══ Exercise input ══

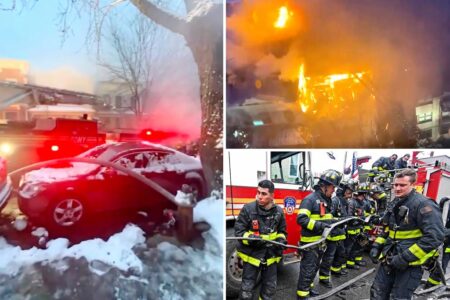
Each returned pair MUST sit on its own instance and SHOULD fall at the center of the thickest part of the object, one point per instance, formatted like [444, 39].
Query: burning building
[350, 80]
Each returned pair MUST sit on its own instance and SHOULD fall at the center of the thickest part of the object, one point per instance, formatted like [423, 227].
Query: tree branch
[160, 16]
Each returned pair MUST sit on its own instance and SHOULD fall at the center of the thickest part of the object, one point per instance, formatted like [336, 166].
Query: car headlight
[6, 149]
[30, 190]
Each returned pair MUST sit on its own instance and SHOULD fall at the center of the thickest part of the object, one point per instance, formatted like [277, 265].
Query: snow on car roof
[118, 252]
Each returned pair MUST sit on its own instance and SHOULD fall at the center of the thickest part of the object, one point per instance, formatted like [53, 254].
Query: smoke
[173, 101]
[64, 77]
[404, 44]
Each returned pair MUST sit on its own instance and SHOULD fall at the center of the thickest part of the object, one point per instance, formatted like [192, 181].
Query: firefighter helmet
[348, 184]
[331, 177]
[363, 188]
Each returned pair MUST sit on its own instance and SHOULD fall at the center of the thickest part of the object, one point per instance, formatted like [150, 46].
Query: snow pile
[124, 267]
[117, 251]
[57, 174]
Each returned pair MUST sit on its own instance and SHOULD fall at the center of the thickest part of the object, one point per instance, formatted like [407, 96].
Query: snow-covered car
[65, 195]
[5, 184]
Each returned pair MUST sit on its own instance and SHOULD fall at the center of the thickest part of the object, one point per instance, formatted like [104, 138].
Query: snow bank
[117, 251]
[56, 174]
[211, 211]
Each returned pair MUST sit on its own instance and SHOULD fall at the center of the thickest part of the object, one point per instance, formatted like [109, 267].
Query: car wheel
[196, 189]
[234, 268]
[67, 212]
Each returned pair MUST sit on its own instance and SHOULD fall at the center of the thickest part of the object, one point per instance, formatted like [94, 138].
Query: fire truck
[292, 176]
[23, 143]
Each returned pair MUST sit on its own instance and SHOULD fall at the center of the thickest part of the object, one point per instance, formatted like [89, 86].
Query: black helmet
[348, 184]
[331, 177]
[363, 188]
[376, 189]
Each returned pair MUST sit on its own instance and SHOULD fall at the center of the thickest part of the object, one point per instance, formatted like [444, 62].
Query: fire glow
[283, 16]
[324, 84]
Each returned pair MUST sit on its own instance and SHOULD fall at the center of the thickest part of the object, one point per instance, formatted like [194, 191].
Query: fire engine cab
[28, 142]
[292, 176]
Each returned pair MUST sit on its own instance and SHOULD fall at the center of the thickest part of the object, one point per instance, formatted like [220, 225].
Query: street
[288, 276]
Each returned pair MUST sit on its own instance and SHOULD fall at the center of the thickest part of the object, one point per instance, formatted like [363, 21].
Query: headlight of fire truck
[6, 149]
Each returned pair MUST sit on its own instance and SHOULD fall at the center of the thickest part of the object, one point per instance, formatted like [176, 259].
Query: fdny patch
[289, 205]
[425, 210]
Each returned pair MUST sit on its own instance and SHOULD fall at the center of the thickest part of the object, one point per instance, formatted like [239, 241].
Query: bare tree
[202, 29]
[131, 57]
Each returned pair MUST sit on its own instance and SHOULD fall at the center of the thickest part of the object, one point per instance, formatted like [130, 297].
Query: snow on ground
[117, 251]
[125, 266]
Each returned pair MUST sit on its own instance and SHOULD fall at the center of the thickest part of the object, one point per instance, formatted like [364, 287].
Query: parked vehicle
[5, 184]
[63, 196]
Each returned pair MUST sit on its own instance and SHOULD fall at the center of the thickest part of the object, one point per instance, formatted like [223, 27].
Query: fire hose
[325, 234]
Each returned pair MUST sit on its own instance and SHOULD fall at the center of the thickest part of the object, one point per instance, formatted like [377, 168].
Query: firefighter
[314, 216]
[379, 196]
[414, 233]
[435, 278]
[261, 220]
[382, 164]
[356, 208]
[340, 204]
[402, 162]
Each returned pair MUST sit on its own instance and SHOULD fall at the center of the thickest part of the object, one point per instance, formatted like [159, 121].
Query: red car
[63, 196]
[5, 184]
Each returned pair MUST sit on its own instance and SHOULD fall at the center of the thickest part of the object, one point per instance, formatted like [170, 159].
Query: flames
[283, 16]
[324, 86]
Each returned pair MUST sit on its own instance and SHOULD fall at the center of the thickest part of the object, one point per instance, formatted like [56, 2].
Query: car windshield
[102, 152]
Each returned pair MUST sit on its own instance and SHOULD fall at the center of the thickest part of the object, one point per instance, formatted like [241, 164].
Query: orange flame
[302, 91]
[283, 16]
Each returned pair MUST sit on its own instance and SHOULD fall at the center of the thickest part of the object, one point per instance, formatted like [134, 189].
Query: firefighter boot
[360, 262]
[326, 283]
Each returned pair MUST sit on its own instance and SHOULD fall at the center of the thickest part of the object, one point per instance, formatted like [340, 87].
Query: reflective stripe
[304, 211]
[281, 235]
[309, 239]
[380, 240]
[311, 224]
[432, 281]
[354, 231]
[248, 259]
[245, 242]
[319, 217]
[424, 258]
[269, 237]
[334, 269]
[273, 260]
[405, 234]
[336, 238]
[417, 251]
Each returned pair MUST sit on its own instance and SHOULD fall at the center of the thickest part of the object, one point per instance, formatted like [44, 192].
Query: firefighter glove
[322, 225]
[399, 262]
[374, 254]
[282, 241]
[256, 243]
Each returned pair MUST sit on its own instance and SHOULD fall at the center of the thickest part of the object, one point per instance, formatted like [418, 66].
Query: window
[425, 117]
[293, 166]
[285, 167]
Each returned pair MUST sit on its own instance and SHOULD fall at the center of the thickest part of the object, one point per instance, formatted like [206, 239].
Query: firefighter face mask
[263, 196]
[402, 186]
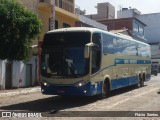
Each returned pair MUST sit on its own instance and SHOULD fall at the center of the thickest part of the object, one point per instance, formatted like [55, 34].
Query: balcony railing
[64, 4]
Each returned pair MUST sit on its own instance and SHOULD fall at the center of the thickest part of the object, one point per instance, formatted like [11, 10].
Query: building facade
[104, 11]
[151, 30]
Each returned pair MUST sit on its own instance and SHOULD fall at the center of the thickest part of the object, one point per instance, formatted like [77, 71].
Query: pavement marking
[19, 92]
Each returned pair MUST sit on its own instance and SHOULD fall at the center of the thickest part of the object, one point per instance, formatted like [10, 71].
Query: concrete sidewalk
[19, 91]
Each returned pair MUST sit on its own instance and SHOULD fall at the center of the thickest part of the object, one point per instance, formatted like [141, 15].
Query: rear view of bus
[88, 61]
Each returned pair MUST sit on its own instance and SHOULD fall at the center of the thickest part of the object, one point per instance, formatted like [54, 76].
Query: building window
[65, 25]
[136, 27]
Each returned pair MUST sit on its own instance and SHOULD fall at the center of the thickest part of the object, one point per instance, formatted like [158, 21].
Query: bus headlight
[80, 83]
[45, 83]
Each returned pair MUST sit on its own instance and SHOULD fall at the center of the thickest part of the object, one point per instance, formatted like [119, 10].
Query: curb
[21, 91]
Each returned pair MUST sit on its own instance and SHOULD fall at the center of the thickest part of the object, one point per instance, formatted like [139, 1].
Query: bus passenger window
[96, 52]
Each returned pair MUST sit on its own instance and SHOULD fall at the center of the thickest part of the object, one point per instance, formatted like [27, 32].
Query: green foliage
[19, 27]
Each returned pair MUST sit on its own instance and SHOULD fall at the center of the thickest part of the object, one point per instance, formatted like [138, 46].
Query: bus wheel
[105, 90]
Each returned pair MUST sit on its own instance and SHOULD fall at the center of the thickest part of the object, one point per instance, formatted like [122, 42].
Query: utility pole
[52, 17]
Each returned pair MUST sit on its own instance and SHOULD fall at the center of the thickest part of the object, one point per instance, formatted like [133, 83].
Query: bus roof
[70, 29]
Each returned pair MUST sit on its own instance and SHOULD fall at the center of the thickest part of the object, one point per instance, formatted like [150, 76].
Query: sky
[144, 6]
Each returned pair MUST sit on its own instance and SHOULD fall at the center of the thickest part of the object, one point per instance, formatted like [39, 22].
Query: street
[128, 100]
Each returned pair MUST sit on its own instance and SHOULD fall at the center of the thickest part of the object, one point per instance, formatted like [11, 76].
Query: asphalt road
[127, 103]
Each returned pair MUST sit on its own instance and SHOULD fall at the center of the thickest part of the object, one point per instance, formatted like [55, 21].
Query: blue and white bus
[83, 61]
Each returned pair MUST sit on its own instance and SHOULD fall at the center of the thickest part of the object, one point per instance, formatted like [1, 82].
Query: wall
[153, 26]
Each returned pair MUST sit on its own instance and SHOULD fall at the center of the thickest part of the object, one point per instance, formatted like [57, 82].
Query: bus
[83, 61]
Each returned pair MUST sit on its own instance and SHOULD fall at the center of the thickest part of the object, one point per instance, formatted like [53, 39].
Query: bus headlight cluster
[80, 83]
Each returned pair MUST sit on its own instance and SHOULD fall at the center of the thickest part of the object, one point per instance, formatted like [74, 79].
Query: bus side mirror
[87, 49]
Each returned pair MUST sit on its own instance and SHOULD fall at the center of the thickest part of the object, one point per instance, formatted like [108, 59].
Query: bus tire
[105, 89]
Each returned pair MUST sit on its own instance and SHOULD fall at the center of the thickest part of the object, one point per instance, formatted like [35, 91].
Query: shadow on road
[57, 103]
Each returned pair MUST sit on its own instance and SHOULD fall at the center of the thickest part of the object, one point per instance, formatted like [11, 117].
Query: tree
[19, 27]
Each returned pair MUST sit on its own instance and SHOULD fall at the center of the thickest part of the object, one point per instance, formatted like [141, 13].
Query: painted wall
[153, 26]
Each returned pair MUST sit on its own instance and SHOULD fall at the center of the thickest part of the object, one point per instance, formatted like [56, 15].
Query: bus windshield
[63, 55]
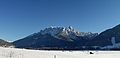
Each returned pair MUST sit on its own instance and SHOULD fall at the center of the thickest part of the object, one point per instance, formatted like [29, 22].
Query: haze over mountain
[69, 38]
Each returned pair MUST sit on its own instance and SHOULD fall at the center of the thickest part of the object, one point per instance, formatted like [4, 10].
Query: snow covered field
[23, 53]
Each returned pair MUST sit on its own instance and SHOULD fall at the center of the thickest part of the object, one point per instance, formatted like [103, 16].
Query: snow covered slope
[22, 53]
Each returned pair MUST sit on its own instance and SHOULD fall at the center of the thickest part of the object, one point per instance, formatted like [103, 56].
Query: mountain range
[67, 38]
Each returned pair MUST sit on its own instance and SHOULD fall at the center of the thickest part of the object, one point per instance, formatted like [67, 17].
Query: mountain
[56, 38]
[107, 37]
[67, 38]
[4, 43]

═══

In the records above, find the line containing "like [35, 91].". Reproduce it and every line after it through the last line, omitting pictures.

Each returned pair MUST sit on its own instance and SHOULD fall at the center of the thickest part of the object, one point per instance, formatted like [35, 91].
Query: shadow on road
[57, 103]
Each returned pair MUST sit on its own instance and SHOULD fall at the center of the thickest part of the object, one point per instance, formatted like [11, 117].
Query: tree
[19, 27]
Each returned pair MUST sit on its own instance and SHOULD fall at the center of the thickest part of the object, one point per instance, formatted like [141, 13].
Query: painted wall
[153, 26]
Each returned pair MUST sit on its own instance and SHOULD fall at the center of the thickest part of the object, one point per instance, formatted like [56, 15].
Query: bus windshield
[63, 55]
Each returned pair MUST sit on its own instance and SHOULD fall at the center of the thickest part of the object, one point per instance, formatted like [29, 22].
Query: haze over mountain
[69, 38]
Each returned pair MUST sit on its own instance and SHOULD fall at the center of the thickest part of the object, one point per instance, formatted like [4, 10].
Query: snow covered field
[23, 53]
Each returned pair MUST sit on its own instance and SHOULD fall at the center of the thickest part of the object, one point per instance, formatted like [103, 16].
Query: snow covered slope
[22, 53]
Each returned pair MUST sit on its own instance and SHOULD fall at the center of the thickest part of the object, one point per instance, formatted like [103, 56].
Query: mountain range
[67, 38]
Each returned pair MUST sit on its own instance and SHOULD fall at the center of the thickest part of the object, one point per instance, formatted like [67, 17].
Query: mountain
[56, 38]
[107, 37]
[67, 38]
[4, 43]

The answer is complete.